§ **EXERCISE AIM**: No pictures should appear. The lines from the beginning of the listing through the one holding "gonna need your eyes on this one — find the brick" must be reproduced exactly, and nothing more.

§ **RECORDS SUPPLIED**:
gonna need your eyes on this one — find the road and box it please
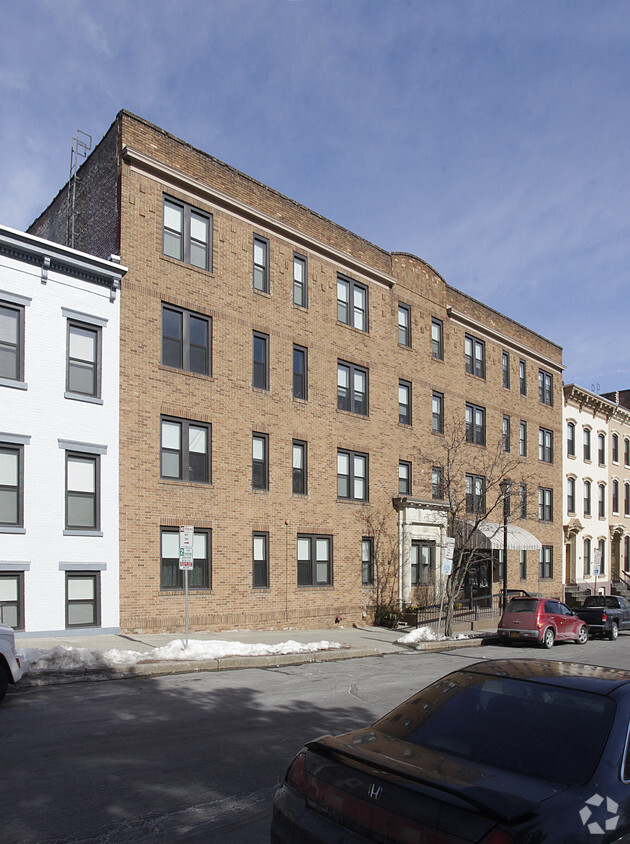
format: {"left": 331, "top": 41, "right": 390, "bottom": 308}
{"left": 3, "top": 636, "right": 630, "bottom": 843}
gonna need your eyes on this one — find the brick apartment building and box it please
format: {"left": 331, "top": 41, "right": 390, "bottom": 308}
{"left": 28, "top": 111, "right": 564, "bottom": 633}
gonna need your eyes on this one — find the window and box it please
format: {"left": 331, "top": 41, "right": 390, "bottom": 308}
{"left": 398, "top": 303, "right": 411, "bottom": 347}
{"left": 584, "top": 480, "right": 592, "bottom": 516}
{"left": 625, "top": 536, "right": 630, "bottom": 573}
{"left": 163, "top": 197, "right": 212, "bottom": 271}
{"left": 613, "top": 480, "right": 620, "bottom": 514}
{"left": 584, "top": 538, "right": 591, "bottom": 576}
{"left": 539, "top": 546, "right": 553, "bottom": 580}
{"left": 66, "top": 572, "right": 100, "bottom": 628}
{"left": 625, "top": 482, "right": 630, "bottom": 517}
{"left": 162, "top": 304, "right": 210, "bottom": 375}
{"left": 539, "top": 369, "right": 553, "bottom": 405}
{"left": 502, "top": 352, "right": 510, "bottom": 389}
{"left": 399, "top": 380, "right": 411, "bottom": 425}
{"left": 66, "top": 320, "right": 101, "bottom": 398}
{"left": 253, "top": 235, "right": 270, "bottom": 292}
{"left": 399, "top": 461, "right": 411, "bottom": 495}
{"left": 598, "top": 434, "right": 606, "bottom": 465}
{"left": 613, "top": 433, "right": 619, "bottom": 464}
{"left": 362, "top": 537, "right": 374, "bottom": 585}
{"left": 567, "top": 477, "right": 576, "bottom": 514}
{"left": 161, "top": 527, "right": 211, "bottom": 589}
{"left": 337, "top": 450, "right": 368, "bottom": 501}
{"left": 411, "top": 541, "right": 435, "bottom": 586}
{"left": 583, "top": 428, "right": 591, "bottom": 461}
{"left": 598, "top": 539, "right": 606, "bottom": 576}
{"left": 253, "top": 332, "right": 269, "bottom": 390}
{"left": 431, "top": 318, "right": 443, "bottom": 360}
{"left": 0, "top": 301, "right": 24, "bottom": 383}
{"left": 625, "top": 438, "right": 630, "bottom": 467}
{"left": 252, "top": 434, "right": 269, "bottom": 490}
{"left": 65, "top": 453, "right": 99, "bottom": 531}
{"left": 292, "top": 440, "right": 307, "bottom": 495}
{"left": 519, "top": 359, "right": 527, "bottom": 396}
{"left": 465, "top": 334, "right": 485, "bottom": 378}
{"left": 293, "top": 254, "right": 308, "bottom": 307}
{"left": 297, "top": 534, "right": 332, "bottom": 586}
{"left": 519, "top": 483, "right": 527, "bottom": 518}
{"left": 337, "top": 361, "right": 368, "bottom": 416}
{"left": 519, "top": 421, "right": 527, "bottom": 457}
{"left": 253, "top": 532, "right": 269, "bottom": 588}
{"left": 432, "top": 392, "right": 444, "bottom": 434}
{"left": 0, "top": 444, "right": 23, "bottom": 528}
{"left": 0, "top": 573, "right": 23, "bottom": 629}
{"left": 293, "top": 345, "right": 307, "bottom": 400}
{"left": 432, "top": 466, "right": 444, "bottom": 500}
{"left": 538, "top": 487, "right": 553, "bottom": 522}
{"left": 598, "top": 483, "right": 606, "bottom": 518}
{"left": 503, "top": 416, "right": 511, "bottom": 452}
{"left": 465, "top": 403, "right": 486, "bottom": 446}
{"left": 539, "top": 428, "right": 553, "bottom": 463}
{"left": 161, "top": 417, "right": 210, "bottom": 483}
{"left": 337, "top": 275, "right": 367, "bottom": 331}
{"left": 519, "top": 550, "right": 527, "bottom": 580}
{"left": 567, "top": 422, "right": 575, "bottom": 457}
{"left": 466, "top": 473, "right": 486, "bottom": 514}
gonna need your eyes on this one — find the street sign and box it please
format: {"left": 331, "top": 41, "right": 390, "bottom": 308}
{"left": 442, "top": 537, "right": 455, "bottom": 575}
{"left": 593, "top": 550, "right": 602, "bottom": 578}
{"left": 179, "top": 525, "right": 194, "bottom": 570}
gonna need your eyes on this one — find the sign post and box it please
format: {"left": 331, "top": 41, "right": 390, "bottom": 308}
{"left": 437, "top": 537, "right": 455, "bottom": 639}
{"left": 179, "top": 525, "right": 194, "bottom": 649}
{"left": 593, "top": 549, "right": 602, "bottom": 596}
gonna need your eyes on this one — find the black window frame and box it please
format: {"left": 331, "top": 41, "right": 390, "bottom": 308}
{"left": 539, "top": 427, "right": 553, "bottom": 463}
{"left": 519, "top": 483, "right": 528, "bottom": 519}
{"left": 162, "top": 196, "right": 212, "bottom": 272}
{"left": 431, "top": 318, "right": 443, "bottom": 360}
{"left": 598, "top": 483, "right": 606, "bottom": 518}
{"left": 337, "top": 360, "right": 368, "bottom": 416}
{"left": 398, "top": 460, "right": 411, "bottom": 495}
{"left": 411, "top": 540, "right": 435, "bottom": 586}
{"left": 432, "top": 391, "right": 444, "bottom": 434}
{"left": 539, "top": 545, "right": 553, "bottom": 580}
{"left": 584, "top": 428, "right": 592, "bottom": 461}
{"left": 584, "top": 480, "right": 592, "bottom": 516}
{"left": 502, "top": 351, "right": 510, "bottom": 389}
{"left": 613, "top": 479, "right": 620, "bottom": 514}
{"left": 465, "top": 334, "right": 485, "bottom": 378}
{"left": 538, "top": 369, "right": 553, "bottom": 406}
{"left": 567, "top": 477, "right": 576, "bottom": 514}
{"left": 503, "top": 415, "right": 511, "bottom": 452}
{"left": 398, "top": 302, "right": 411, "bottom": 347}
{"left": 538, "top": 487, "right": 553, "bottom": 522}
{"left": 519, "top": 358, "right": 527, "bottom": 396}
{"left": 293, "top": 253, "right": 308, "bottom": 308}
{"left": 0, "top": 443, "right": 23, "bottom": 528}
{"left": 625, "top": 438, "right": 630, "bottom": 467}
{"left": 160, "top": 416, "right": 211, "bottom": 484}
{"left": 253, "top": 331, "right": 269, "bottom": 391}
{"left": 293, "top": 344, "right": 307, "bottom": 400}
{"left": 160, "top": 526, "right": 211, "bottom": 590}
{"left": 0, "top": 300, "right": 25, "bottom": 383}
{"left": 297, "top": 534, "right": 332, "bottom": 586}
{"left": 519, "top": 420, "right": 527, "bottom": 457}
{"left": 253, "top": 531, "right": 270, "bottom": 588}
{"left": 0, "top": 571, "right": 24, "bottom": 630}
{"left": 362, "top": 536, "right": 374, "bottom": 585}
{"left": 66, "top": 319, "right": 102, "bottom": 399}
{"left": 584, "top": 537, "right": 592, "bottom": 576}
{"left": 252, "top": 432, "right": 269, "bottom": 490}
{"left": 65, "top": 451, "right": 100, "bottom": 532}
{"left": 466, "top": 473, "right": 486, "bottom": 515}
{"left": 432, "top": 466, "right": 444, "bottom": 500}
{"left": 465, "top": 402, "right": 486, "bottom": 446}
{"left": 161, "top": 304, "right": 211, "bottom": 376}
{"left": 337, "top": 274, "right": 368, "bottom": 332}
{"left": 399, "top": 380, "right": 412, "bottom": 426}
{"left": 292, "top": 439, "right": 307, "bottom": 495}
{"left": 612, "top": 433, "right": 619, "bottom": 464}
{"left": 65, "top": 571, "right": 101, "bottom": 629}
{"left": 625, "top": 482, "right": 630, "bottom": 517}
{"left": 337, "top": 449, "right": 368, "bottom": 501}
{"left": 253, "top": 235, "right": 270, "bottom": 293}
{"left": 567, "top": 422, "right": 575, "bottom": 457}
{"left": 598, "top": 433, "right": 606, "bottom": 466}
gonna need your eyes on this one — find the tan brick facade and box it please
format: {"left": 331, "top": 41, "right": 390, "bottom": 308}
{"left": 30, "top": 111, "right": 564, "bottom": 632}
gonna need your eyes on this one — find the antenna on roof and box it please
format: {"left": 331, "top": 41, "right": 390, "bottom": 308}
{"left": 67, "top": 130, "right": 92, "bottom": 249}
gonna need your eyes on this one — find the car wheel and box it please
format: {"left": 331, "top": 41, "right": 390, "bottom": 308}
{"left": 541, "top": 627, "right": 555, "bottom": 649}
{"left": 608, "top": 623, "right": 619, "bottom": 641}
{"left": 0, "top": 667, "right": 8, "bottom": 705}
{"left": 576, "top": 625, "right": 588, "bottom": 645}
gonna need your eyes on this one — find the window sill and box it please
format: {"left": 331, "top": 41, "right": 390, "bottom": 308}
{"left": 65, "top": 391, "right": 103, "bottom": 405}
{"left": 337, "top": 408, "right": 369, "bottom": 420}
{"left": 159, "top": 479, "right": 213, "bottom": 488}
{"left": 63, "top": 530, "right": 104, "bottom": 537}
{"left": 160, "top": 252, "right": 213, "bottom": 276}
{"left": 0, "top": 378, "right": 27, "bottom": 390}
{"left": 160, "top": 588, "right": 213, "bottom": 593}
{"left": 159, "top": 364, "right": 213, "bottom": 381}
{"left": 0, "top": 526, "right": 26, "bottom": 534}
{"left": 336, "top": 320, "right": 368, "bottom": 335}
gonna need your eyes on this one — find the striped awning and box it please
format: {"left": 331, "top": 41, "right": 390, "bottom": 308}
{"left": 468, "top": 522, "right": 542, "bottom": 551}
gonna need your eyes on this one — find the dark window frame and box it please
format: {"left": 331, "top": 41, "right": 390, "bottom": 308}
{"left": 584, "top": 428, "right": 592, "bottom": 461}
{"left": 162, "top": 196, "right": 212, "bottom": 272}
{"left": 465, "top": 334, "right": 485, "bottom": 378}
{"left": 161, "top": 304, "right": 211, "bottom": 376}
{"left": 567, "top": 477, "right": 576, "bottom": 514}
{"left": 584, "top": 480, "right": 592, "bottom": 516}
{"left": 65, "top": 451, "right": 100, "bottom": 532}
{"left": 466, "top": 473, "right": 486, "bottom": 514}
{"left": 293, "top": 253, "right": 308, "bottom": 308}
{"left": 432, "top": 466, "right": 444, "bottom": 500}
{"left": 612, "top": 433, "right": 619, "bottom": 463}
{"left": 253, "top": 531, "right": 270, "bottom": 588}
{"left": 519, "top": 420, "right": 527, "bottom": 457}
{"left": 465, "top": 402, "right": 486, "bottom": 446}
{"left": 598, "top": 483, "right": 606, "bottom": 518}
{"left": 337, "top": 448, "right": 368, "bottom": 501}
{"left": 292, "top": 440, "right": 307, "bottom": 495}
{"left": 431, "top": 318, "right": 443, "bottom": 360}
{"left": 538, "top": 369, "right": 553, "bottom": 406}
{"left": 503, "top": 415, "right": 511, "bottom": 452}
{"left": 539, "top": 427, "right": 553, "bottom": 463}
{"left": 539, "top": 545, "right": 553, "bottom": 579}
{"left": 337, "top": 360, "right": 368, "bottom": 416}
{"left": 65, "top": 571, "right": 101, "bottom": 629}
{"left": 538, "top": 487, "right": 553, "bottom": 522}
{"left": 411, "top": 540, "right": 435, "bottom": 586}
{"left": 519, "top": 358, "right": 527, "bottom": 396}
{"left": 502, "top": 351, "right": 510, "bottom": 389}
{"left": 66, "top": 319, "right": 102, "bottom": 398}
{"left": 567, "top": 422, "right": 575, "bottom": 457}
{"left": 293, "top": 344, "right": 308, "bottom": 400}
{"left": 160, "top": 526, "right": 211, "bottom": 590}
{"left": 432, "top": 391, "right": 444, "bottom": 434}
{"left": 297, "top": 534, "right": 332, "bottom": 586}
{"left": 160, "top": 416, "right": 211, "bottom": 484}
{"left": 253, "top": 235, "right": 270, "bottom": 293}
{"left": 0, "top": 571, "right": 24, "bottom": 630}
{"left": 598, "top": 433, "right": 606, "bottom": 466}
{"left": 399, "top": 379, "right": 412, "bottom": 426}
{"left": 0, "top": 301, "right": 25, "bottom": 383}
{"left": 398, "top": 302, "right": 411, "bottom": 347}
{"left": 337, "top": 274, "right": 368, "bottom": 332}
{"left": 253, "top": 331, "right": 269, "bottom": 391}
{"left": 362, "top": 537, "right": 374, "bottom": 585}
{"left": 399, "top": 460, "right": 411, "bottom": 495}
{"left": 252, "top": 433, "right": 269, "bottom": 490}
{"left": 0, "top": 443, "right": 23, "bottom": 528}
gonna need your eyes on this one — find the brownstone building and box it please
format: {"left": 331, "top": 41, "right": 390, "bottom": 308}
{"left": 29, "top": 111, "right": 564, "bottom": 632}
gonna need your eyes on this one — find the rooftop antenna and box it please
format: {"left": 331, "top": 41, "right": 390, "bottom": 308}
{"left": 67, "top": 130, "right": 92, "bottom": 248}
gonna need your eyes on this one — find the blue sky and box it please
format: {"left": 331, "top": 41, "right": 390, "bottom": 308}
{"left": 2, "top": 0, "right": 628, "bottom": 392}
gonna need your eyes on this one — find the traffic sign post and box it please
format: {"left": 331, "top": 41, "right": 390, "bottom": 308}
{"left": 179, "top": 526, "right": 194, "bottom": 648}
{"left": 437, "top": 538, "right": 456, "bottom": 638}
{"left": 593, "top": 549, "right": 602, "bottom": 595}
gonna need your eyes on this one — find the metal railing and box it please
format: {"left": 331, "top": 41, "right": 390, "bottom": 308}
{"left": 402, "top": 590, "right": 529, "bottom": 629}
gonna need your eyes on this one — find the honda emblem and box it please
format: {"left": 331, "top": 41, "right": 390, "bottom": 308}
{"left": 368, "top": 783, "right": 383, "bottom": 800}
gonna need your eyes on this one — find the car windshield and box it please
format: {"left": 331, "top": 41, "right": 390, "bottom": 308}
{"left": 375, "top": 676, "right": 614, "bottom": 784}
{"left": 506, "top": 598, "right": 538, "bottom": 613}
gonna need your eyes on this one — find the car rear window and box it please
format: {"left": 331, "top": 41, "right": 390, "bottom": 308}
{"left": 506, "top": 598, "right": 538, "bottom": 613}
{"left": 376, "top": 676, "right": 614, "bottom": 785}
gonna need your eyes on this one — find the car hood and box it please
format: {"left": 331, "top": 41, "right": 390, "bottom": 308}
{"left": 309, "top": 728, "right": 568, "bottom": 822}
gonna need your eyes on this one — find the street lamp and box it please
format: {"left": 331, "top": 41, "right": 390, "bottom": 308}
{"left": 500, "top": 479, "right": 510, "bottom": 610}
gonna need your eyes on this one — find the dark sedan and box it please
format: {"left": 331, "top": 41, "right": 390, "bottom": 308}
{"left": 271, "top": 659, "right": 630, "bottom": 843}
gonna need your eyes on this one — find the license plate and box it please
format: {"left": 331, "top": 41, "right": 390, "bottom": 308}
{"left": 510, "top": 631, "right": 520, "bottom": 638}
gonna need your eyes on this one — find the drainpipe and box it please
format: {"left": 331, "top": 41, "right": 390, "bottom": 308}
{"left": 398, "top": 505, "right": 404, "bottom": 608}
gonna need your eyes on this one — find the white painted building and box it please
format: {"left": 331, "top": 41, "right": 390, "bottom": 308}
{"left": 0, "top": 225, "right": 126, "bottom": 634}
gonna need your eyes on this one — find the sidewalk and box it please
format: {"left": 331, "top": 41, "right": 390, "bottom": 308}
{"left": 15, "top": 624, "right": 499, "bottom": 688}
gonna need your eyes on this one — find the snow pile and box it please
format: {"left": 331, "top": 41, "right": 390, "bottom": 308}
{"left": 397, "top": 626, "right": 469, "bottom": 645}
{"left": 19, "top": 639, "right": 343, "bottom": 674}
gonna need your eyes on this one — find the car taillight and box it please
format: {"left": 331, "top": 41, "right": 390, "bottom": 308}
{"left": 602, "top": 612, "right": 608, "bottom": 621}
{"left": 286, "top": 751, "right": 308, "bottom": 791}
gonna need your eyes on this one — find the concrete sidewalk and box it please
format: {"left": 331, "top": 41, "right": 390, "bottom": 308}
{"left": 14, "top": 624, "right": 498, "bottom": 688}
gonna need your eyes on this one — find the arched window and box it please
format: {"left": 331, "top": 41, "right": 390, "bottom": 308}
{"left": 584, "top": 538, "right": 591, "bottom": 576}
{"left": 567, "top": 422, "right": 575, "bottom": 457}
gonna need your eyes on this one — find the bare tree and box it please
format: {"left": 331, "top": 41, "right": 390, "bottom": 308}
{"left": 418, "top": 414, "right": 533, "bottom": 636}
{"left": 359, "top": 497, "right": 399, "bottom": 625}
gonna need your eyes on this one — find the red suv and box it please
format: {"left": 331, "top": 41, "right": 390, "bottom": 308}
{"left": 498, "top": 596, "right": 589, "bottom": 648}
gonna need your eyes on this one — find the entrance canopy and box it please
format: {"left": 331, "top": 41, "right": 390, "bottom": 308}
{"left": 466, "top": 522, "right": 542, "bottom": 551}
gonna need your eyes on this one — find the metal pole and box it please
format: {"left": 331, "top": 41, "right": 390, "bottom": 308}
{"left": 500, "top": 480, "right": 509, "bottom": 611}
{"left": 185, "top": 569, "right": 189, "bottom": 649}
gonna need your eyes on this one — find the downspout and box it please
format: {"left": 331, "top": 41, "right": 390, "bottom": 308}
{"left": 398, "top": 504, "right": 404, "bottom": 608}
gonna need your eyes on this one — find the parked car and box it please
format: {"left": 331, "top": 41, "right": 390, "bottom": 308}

§ **RESULT OF THIS EXERCISE**:
gonna need your eyes on this one — find the road and box it please
format: {"left": 331, "top": 41, "right": 390, "bottom": 308}
{"left": 3, "top": 636, "right": 630, "bottom": 843}
gonna need your eyes on this one — find the brick apartment building and box it please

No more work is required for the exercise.